CONSIGNES:
1. Dans l'extrait, mettez sous forme de courte liste le paragraphe qui commence par « Une demi-heure après la consultation », en gardant ses faits principaux.
2. Reproduisez tel quel le passage de l'extrait qui va de « Après diverses analyses, on » jusqu'à « dans le foie. ».

EXTRAIT À LIRE:

Morgana, 13 ans, n’avait jamais été malade. Mais, en automne 2005, elle se sent souvent fatiguée et peine à se concentrer. Rien d’alarmant pour une adolescente. On lui prescrit des vitamines. Puis un soir, fin novembre, elle se sent mal. Ses parents pensent à un problème intestinal. Mais à peine deux jours plus tard, son état s’aggrave: le blanc de ses yeux et sa peau virent au jaune. «Nous sommes tout de suite allés chez le médecin qui a pensé à une bonne jaunisse», se souvient Rita, sa mère.
Transfert d’urgence
Une demi-heure après la consultation, l’enfant ne peut soudain plus marcher. Transportée d’urgence à l’Hôpital de Morges (VD), son état empire d’heure en heure. Elle est transférée aux soins intensifs du CHUV de Lausanne le soir même, puis à l’Hôpital universitaire de Genève (HUG), spécialisé en transplantations du foie, le lendemain.
Après diverses analyses, on annonce aux parents de Morgana que leur fille a un besoin urgent d’une greffe du foie. «J’ai proposé de donner un bout du mien», raconte sa maman. Mais cette option n’a pas été retenue: le sien était totalement détruit par une maladie génétique rare, la maladie de Wilson, qui empêche l’organisme d’éliminer le cuivre, si bien qu’il s’accumule dans le foie.
A l’évocation de ces moments où sa fille unique était entre la vie et la mort, l’émotion submerge encore Rita. Son mari, Vincenzo, enchaîne: «Dans ces cas d’urgence, il est rare de trouver immédiatement un greffon. Par miracle, nous n’avons dû attendre que deux heures!»

DONNÉES BRUTES:
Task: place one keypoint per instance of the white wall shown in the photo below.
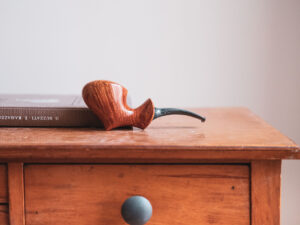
(179, 53)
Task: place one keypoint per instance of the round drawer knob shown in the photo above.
(136, 210)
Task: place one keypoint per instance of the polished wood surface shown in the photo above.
(265, 192)
(4, 215)
(3, 184)
(179, 194)
(108, 100)
(228, 134)
(16, 194)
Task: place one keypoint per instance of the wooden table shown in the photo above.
(223, 171)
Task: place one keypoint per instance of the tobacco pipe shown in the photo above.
(107, 100)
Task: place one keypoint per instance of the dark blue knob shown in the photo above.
(136, 210)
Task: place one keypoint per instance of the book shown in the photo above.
(46, 111)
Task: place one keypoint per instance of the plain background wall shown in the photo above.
(180, 53)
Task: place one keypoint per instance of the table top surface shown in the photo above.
(233, 132)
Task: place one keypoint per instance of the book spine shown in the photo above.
(48, 117)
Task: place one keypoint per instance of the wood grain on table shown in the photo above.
(228, 133)
(3, 184)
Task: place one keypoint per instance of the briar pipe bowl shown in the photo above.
(107, 100)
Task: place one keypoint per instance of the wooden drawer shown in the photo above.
(179, 194)
(3, 184)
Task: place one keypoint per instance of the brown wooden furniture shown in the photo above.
(225, 171)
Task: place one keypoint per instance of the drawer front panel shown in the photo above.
(179, 194)
(3, 184)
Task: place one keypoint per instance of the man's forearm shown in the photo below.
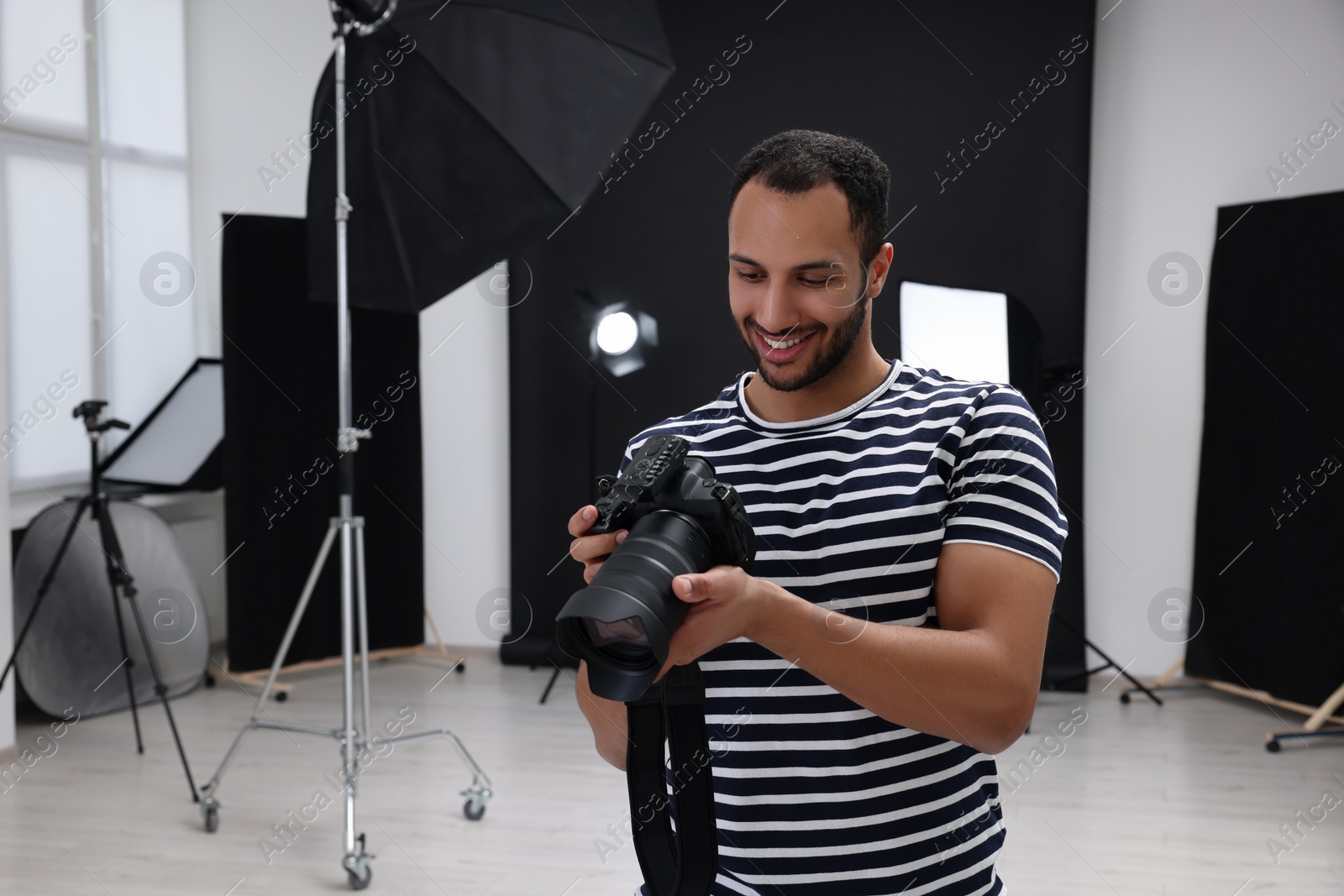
(606, 719)
(952, 684)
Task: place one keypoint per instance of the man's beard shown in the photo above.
(831, 355)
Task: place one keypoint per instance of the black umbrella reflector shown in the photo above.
(73, 651)
(472, 129)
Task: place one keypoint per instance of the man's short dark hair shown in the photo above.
(795, 161)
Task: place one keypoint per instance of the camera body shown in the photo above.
(680, 520)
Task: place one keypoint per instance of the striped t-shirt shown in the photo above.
(816, 795)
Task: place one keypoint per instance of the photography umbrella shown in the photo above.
(472, 129)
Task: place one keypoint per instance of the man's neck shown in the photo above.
(858, 375)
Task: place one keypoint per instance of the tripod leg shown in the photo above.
(296, 618)
(118, 573)
(213, 785)
(160, 688)
(362, 604)
(45, 586)
(125, 653)
(1109, 661)
(347, 652)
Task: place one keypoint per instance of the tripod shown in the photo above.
(354, 741)
(1109, 664)
(118, 578)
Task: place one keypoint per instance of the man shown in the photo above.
(907, 551)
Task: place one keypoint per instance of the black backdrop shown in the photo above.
(1270, 479)
(280, 477)
(655, 228)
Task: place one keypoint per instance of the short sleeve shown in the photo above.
(1003, 488)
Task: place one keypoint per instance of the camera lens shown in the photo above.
(624, 631)
(622, 621)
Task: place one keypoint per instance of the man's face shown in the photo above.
(796, 286)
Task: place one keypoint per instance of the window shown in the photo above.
(94, 226)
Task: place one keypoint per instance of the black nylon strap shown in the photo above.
(682, 864)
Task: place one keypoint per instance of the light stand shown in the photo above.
(118, 577)
(354, 741)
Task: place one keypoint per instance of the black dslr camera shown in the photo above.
(680, 520)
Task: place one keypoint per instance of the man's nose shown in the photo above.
(777, 313)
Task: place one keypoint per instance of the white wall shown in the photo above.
(1191, 102)
(253, 66)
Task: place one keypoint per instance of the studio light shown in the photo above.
(365, 16)
(618, 333)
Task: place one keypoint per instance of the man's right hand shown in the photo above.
(591, 550)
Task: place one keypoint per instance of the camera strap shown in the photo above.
(685, 862)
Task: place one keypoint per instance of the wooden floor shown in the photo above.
(1173, 801)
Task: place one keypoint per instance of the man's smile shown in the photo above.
(783, 349)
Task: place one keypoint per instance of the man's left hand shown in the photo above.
(725, 605)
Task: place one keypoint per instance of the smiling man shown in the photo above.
(907, 550)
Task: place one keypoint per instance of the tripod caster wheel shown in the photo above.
(360, 875)
(210, 812)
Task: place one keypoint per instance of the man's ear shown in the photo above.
(882, 266)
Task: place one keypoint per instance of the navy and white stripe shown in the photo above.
(816, 795)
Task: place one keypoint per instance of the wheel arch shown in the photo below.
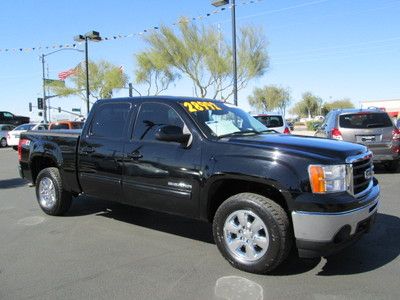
(223, 188)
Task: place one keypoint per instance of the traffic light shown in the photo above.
(40, 103)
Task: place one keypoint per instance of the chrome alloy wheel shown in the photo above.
(47, 193)
(246, 235)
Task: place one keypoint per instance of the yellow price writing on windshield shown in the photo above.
(195, 106)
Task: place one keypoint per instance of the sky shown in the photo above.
(333, 48)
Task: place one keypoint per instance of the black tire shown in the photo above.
(278, 229)
(392, 165)
(63, 199)
(3, 143)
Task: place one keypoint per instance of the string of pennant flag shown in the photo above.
(124, 36)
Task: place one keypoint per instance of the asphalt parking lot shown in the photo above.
(103, 250)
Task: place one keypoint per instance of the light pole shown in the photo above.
(42, 58)
(217, 3)
(90, 36)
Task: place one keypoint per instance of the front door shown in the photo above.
(101, 151)
(161, 175)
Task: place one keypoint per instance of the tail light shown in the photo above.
(396, 134)
(286, 131)
(336, 134)
(21, 143)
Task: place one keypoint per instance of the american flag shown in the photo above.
(65, 74)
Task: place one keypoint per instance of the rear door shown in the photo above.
(100, 151)
(373, 129)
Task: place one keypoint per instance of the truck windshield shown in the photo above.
(365, 120)
(25, 127)
(220, 119)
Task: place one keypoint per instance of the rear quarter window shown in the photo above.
(365, 120)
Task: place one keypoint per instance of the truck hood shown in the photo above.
(302, 145)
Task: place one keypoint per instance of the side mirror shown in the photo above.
(172, 133)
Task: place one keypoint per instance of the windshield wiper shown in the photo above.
(268, 130)
(238, 133)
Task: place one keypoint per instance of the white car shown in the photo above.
(274, 121)
(4, 129)
(13, 135)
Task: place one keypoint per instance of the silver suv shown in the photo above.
(370, 127)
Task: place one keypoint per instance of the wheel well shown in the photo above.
(223, 189)
(40, 163)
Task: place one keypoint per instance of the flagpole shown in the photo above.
(44, 91)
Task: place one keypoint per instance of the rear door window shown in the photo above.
(111, 120)
(365, 120)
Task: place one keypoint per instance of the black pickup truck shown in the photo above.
(208, 160)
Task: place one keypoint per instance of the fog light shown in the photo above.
(343, 234)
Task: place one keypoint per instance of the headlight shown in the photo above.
(328, 178)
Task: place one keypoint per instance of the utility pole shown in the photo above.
(130, 89)
(44, 91)
(87, 77)
(234, 53)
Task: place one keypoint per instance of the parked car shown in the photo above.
(274, 121)
(370, 127)
(4, 129)
(9, 118)
(65, 125)
(291, 125)
(14, 135)
(208, 160)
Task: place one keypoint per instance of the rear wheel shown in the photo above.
(3, 143)
(392, 165)
(52, 199)
(252, 232)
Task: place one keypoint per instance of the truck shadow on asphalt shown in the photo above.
(375, 249)
(12, 183)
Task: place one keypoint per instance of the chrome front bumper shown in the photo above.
(322, 227)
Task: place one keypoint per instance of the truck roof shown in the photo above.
(163, 98)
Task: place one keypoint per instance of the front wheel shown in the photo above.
(52, 199)
(252, 232)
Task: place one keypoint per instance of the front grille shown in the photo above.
(362, 174)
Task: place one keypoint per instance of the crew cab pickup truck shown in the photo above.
(263, 191)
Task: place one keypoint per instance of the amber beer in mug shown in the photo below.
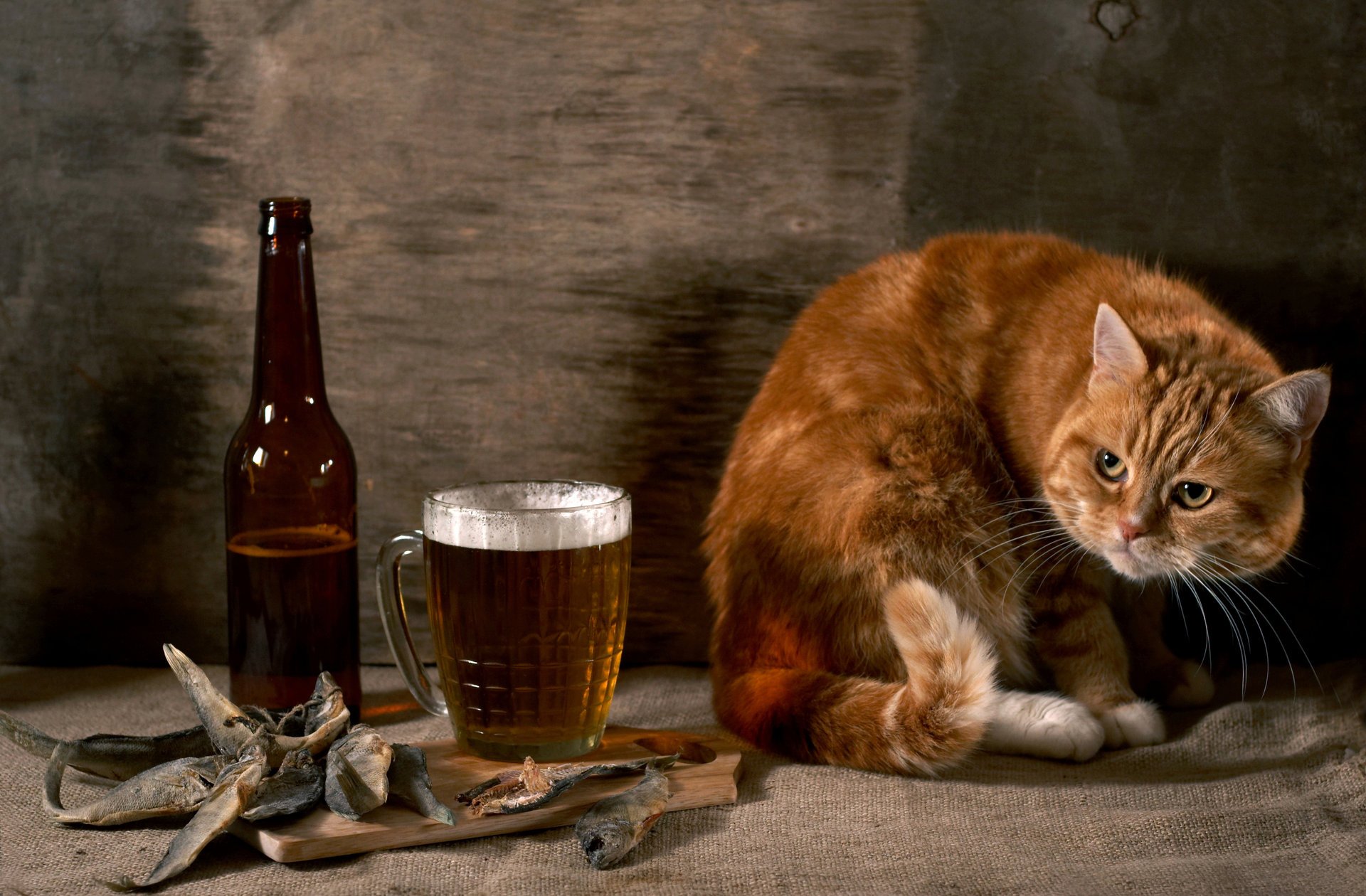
(526, 587)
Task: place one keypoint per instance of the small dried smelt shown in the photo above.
(231, 730)
(295, 787)
(531, 786)
(411, 786)
(171, 789)
(224, 805)
(613, 827)
(359, 772)
(115, 757)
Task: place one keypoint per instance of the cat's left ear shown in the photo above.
(1296, 405)
(1116, 356)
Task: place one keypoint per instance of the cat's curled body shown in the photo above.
(956, 476)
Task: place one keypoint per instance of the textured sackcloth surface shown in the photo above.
(1265, 795)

CORRIGÉS:
1.
- Une demi-heure après la consultation, Morgana ne peut soudain plus marcher.
- Elle est transportée d'urgence à l'Hôpital de Morges (VD), où son état empire d'heure en heure.
- Le soir même, elle est transférée aux soins intensifs du CHUV de Lausanne.
- Le lendemain, elle part à l'Hôpital universitaire de Genève (HUG), spécialisé en transplantations du foie.

2.
Après diverses analyses, on annonce aux parents de Morgana que leur fille a un besoin urgent d’une greffe du foie. «J’ai proposé de donner un bout du mien», raconte sa maman. Mais cette option n’a pas été retenue: le sien était totalement détruit par une maladie génétique rare, la maladie de Wilson, qui empêche l’organisme d’éliminer le cuivre, si bien qu’il s’accumule dans le foie.